=== Job 1 ===
Work out how many lines of the records contain the word "black", and give only that number.

Protecting Web API with User Password

by Chun Lin, posted in C#, Experience, OpenID

identity-server

In my previous post, I shared about the way to connect Android app with IdentityServer4 using AppAuth for Android. However, that way will popup a login page on a web browser on phone when users are trying to login to our app. This may not be what the business people want. Sometimes, they are looking for a customized native login page on the app itself.

To do so, we can continue to make use of IdentityServer4.

IdentityServer4 has a grant which is called Resource Owner Password Grant. It allows a client to send username and password to the token service and get an access token back that represents that user. Generally speaking, it is not really recommended to use the AppAuth way. However, since the mobile app is built by our own team, so using the resource owner password grant is okay.

Identity Server Setup: Adding New API Resource

In this setup, I will be using in-memory configuration.

As a start, I need to introduce a new ApiResource with the following codes in the Startup.cs of our IdentityServer project.

var availableResources = new List<ApiResource>();
...
availableResources.Add(new ApiResource("mobile-app-api", "Mobile App API Main Scope"));
...
services.AddIdentityServer()
    ...
    .AddInMemoryApiResources(availableResources)
    .AddInMemoryClients(new ClientStore(Configuration).GetClients())

[Dataset rows on where objects appear]
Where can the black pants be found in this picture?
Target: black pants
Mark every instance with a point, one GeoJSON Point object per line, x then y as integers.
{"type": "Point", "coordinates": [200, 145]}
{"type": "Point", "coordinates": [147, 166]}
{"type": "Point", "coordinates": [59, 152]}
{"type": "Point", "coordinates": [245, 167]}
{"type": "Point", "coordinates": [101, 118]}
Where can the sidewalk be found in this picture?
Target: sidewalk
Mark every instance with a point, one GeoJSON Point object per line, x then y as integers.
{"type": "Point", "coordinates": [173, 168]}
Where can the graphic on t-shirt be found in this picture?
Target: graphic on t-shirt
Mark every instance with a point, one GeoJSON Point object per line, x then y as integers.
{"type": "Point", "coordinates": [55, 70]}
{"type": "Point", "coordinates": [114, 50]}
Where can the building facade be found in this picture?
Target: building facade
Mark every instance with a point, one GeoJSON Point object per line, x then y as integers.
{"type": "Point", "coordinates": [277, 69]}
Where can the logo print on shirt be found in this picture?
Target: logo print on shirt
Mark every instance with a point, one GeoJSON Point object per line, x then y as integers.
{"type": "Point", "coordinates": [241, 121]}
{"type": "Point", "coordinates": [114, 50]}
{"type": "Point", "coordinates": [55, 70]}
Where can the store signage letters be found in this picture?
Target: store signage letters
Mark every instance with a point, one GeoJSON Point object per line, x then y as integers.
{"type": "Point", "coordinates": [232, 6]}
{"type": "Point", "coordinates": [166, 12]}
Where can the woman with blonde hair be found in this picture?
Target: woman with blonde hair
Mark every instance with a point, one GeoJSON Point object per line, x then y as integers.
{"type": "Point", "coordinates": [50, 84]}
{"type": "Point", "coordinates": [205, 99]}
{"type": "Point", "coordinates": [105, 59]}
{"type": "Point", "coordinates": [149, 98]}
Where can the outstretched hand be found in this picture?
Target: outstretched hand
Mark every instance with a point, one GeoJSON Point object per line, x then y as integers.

=== Job 2 ===
In the extract about protecting a Web API with a user password, rewrite the paragraph beginning "In my previous post" as a short bulleted list that keeps its main facts.

=== Correct response 1 ===
2

=== Correct response 2 ===
- A previous post covered connecting an Android app with IdentityServer4 using AppAuth for Android.
- With that approach, a login page pops up in a web browser on the phone when users try to log in to the app.
- Business people may not want this. Sometimes they are looking for a customized native login page in the app itself.